AIM OF THE TASK → This exercise calls for an exact transcription. Set down every record below.

+++ TASK DATA

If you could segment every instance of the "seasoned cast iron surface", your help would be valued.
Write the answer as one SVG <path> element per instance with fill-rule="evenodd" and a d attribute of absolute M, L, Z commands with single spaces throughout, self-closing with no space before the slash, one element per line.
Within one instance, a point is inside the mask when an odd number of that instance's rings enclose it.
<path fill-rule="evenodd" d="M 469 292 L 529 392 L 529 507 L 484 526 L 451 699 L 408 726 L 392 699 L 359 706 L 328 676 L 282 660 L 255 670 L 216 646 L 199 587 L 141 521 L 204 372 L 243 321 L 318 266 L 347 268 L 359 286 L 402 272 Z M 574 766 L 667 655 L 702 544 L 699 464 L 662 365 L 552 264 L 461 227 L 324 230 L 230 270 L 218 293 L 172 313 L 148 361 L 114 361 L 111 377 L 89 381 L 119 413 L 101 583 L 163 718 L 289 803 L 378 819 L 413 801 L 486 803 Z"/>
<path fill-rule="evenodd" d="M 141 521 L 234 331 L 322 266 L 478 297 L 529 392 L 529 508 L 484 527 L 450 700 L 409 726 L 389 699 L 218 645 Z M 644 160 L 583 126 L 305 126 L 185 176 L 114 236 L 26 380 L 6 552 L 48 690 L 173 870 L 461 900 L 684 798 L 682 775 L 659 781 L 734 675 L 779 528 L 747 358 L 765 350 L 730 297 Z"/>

++++++

TASK ANSWER →
If you could segment every instance of the "seasoned cast iron surface", your help would be valued.
Write the answer as one SVG <path> element per instance with fill-rule="evenodd" and a d attribute of absolute M, L, Z commands with single spaces throughout, self-closing with no space before the slash, one element per line.
Within one instance, a point is inside the mask when an odd number of that instance's rings enclose it.
<path fill-rule="evenodd" d="M 469 292 L 529 392 L 529 507 L 484 526 L 451 699 L 408 726 L 392 699 L 359 706 L 328 676 L 282 660 L 255 670 L 216 646 L 199 587 L 141 521 L 204 372 L 243 321 L 318 266 L 347 268 L 359 286 L 402 272 Z M 574 766 L 667 655 L 702 544 L 699 464 L 662 365 L 552 264 L 461 227 L 324 230 L 230 270 L 218 293 L 172 313 L 148 361 L 114 361 L 111 377 L 89 381 L 119 413 L 101 583 L 163 718 L 289 803 L 378 819 L 413 801 L 486 803 Z"/>
<path fill-rule="evenodd" d="M 141 521 L 234 331 L 322 266 L 478 297 L 529 392 L 529 508 L 484 527 L 450 700 L 409 726 L 389 699 L 218 645 Z M 644 160 L 583 126 L 305 126 L 185 176 L 114 236 L 26 380 L 6 552 L 48 690 L 173 870 L 461 900 L 684 798 L 682 775 L 659 781 L 734 675 L 779 528 L 747 358 L 765 350 L 730 297 Z"/>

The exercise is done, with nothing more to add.